Use the entries below and reproduce exactly the lines from the one containing "Phrase: basketball player in red jersey" down to the one containing "Phrase: white basketball jersey", both of them included.

SOURCE DATA
---+---

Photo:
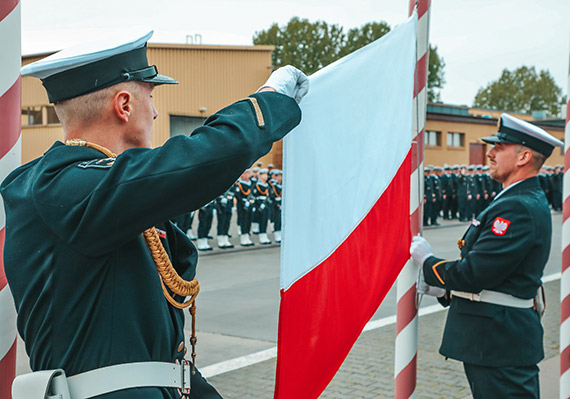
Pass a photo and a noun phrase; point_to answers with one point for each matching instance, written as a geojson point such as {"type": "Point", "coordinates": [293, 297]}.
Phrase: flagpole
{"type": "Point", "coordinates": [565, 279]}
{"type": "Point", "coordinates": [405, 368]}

---+---

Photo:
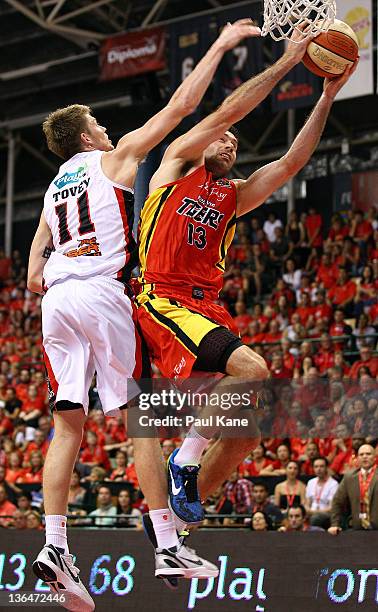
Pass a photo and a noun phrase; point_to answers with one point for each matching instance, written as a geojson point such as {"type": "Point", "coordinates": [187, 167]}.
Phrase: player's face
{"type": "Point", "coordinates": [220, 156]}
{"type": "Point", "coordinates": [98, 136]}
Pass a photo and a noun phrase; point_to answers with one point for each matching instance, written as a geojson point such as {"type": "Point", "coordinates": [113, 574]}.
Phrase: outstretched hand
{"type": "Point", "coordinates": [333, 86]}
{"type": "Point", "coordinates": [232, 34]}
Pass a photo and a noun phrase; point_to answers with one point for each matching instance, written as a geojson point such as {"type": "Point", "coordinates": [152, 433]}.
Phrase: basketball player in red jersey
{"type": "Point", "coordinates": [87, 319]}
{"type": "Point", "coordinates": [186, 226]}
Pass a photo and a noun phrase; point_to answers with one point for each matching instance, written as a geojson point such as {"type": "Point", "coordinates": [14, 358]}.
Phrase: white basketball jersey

---+---

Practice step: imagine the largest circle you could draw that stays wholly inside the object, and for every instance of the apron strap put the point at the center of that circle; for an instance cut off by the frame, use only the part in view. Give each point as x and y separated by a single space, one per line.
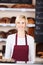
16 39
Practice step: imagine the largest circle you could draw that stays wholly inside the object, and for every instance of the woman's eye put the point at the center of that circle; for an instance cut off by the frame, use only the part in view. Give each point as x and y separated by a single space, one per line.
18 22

---+---

PROBLEM SOLUTION
Phrase: basketball player in red jersey
{"type": "Point", "coordinates": [87, 319]}
{"type": "Point", "coordinates": [186, 226]}
Pass a photo and a noun phrase; point_to answers with one point for each matching instance, written as a geojson point such as {"type": "Point", "coordinates": [14, 358]}.
Phrase: white basketball jersey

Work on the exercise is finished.